*Passage*
* * * * *
Summer is the season for kids to have fun. At least that’s something everyone could probably agree on in a world where finding common ground isn’t that easy.
And this year, Jessica Woolford looks to bring some of that fun to kids living in the Broadway Family Plaza transitional facility.
“This was a super-hard year for everyone,” Woolford said. “Especially imagine being a kid, doing remote learning, experiencing homelessness, and just trying to get through life. Summer is supposed to be that time when you’re a kid, you roll around and get dirty, and you go to the park and you have fun. And there’s this joyfulness that we just wanted to bring back into these kids’ lives. So, we thought, ‘What would be fun to do this summer?’”
The answer, Woolford said, is to host a series of events for the youngsters at 5731 Broadway these next few weeks through Kingsbridge Unidos. Woolford originally started this mutual aid group with the goal of delivering fresh produce to neighbors in her grandmother’s Kingsbridge building at the height of the coronavirus pandemic last year.
Since then, the organization has led eight produce drives, delivering more than 18,000 pounds of fresh fruits and vegetables donated by the Hunts Point Produce Market. For the past few food drives, Woolford also partnered with the Broadway facility to deliver something to eat for the families living there.
Broadway Family Plaza provides homes for more than 80 families transitioning back to living independently. They typically stay for a year, and use this as the final jumping off point to being able to live on their own again.
Besides apartments, the plaza also provides programs like child care and housing placement assistance.
Wanting to do something special for Mother’s Day, Woolford and her volunteers delivered gift baskets and produce to mothers living in the transitional facility. It was here where Woolford truly realized the direct impact her donations can make on the lives of these families.
“I was definitely in my feels when I saw some of the mothers,” she said. “Like there was this one mother, she took out the stuff that we had in the bags. We had spa masks and nail polish and all this stuff. And her daughter took out the nail polish and was painting her mom’s nails. It was so sweet.”
It only drove Woolford to want to do more, especially for many of the elementary school-aged kids who call Broadway Family Plaza home.
For one of her first events taking place this week, Woolford organized a trip to Wave Hill — the garden attraction at 4900 Independence Ave. — for a “family fun day.” The day’s activities include a combination of self-guided and staff-led nature walks, as well as games like “bird bingo.”
One of these walks is a program Wave Hill often does with school children, spokeswoman Martha Gellens said, called “A Walk for the Senses.” This is where families stroll through different parts of the garden focusing on which of their senses are engaged.
Woolford chose Wave Hill for this first event because she personally finds a sense of peace there. And she wants to show these families — who may have never even heard of the riverside attraction — how accessible the garden is to them.
* * * * *
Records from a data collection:
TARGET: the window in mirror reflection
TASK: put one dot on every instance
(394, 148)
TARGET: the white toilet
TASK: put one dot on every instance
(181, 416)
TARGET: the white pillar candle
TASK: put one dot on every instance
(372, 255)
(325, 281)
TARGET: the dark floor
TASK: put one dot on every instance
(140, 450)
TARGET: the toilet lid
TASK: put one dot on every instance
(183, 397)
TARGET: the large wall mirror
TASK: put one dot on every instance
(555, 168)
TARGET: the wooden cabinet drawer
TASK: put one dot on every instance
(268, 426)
* * * * *
According to the article about Kingsbridge Unidos, how many families does Broadway Family Plaza provide homes for?

*Answer space*
More than 80 families.